INPUT MATERIAL below:
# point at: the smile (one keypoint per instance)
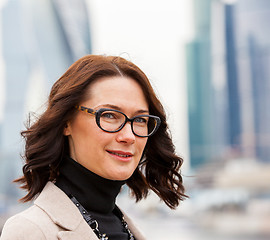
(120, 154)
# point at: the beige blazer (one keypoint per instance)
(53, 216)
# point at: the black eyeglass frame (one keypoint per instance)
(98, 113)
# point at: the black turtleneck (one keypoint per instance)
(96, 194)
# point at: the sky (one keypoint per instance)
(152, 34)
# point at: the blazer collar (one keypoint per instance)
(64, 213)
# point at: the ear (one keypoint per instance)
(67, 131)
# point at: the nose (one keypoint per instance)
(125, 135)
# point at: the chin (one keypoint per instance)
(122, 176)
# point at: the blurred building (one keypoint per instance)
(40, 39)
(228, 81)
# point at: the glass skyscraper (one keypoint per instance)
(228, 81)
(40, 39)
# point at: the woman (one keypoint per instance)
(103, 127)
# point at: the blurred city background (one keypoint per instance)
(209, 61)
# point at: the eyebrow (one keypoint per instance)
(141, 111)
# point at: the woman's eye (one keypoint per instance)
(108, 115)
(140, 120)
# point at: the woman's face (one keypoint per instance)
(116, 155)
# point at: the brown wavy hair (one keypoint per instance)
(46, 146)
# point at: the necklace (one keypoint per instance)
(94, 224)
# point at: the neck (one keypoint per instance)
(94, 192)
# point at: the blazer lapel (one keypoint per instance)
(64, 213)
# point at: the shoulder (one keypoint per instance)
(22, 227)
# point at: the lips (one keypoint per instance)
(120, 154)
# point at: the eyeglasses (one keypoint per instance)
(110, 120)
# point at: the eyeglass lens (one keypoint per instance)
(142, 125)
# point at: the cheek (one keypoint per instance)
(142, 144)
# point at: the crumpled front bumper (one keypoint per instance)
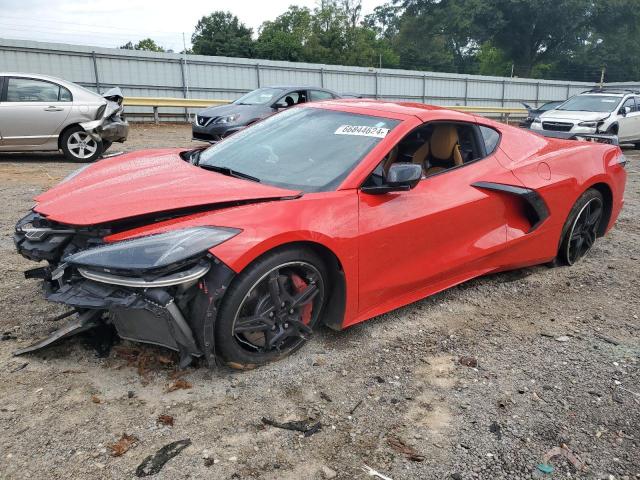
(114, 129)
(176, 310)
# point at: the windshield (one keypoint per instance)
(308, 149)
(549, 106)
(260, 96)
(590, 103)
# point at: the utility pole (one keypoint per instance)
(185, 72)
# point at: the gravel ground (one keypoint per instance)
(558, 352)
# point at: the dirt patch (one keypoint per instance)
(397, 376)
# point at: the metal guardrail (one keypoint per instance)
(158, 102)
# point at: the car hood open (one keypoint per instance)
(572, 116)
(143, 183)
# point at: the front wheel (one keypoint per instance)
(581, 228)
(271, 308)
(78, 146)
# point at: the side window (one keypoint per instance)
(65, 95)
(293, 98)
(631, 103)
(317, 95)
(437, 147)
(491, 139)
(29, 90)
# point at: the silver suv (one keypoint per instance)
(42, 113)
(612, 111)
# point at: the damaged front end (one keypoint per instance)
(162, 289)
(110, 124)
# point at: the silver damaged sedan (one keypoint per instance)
End of INPUT MATERIAL.
Pictures aside, return all of the material exactly as written.

# point at: the smile (one keypoint per instance)
(120, 154)
# point at: the beige blazer (one keypoint per instance)
(53, 216)
# point at: the black eyeglass frame (one keypoint per instance)
(98, 113)
# point at: the black turtleneck (one keypoint per instance)
(96, 194)
# point at: the sky (one keypoint per instance)
(152, 34)
# point at: the blazer collar (one keypoint per instance)
(64, 213)
# point at: the ear (one keypoint per instance)
(67, 131)
# point at: the nose (one keypoint per instance)
(125, 135)
# point at: the chin (one keypoint per instance)
(122, 176)
# point at: the blurred building (one keypoint per instance)
(40, 39)
(228, 81)
# point at: the glass skyscraper (one keypoint per instance)
(228, 81)
(40, 39)
# point at: the woman (one keypoint per instance)
(103, 127)
# point at: the blurred city background (one keypoint per instance)
(209, 61)
# point at: the eyebrow (one keypoint per instance)
(141, 111)
# point at: the woman's eye (one keypoint per instance)
(108, 115)
(140, 120)
# point at: the woman's face (one keypoint per instance)
(116, 155)
# point at: the brown wavy hair (one keypoint per instance)
(46, 146)
# point at: the necklace (one keypoint per instance)
(94, 224)
# point at: the neck (one keypoint per instance)
(94, 192)
# point at: the blazer lapel (one keypoint per instance)
(64, 213)
# point at: the shoulder (one keypoint per instance)
(22, 227)
# point at: the lips (one keypoint per instance)
(120, 154)
# point at: the eyeglasses (one keypoint per instance)
(110, 120)
# point at: the eyeglass lens (one keypoint per instance)
(142, 125)
# point at: the cheek (one keypoint per instance)
(142, 144)
# point at: the crumpled front bumper (one keypoint per instance)
(114, 129)
(176, 310)
# point at: the windshield (one keypoint per instance)
(308, 149)
(549, 106)
(260, 96)
(590, 103)
# point at: the utility pole (one keypoint per instance)
(185, 72)
# point at: the gravel ground (one keypoint per instance)
(558, 352)
# point at: the dirt patch (one keypoint per instance)
(397, 376)
# point at: the metal guardrail (one keypoint per instance)
(158, 102)
# point at: the car hood open (one keypoint per instance)
(572, 116)
(143, 183)
# point at: the front wheel (one keypoint per instance)
(581, 228)
(271, 308)
(78, 146)
# point at: the side window (one keypoint per instance)
(65, 95)
(293, 98)
(631, 103)
(317, 95)
(437, 147)
(491, 139)
(29, 90)
# point at: the silver suv (one keypoint per instance)
(42, 113)
(612, 111)
# point at: the damaged front end (one keypoint per instance)
(162, 289)
(110, 124)
# point at: the silver damaged sedan (one keypoint per instance)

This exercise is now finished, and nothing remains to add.